§ What this task involves: Output the lines from the start of the rows through the line containing "column 401, row 400", both ends included, as a numbered list. Skip blank lines and leave out the pictures.

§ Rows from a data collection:
◆ ◆ ◆ ◆ ◆ ◆ ◆
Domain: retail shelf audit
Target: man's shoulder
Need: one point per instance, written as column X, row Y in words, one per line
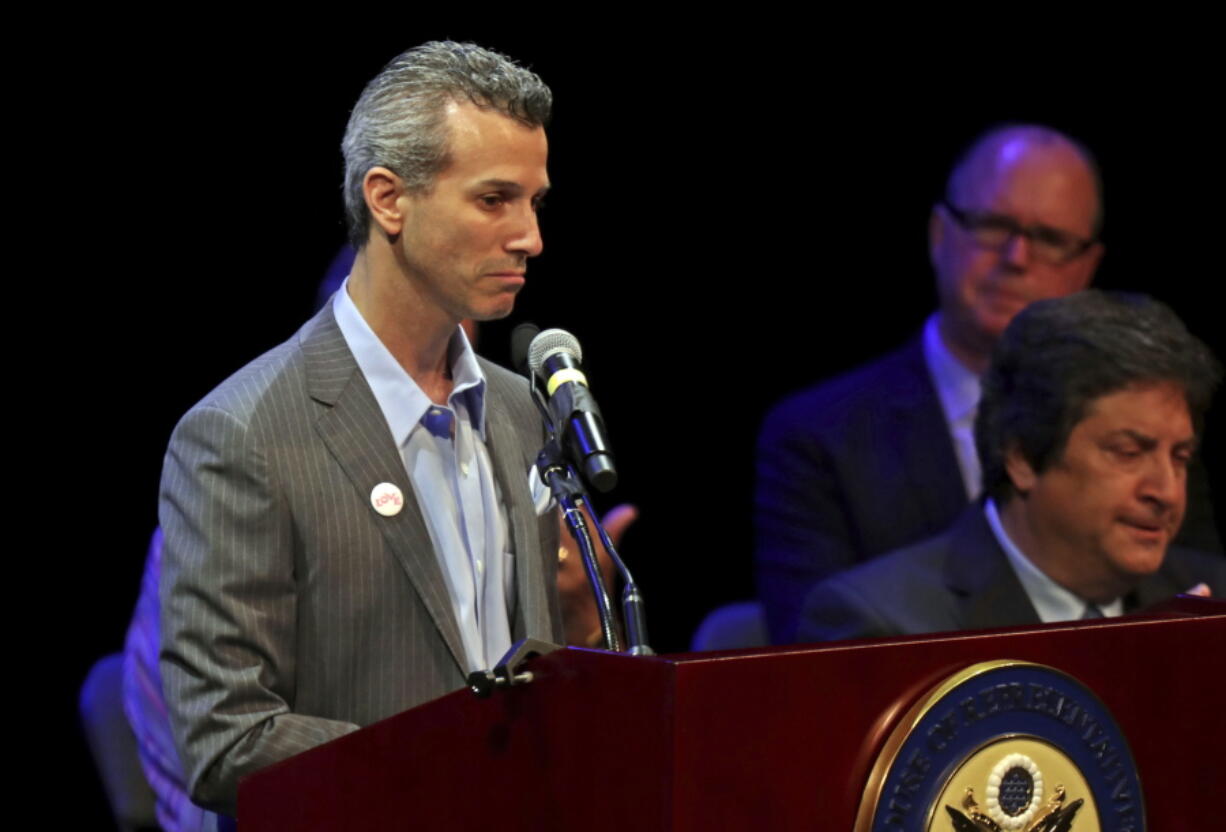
column 863, row 391
column 1186, row 567
column 269, row 384
column 893, row 572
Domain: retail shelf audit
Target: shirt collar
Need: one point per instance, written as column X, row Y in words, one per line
column 956, row 386
column 1051, row 601
column 401, row 400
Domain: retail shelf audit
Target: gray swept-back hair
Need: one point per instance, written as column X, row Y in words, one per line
column 986, row 145
column 1058, row 355
column 400, row 120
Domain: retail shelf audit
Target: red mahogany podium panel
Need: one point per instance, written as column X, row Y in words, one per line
column 768, row 739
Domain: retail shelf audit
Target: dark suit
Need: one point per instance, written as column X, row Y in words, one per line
column 846, row 471
column 293, row 612
column 963, row 580
column 864, row 465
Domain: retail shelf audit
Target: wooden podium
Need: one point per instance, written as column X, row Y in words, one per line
column 768, row 739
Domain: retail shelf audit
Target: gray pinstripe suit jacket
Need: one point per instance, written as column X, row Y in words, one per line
column 292, row 612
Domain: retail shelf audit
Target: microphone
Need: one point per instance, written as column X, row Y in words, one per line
column 554, row 357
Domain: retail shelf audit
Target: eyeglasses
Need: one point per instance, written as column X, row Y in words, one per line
column 996, row 230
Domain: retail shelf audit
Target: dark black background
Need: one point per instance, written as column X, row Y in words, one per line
column 732, row 218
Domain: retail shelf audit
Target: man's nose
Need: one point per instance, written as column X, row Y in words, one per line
column 526, row 238
column 1018, row 251
column 1165, row 482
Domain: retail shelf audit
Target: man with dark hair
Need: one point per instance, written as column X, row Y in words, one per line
column 884, row 456
column 351, row 523
column 1088, row 423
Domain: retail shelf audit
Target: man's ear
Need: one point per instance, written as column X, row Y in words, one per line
column 936, row 232
column 1090, row 264
column 383, row 189
column 1019, row 469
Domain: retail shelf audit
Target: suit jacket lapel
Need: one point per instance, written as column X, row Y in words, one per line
column 531, row 613
column 922, row 444
column 356, row 433
column 986, row 589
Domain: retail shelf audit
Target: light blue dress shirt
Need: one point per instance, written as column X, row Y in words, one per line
column 448, row 463
column 1051, row 601
column 959, row 392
◆ ◆ ◆ ◆ ◆ ◆ ◆
§ The response:
1. Domain: retail shelf audit
2. Target: man's shoulder
3. Need: one point per instance, written as column X, row Y in words, one per line
4. column 863, row 391
5. column 1186, row 567
6. column 269, row 384
7. column 893, row 572
8. Domain: retail shelf audit
9. Target: shirt collar
10. Need: one point per instance, written as column X, row Y in words, one per line
11. column 956, row 386
12. column 1051, row 601
13. column 401, row 400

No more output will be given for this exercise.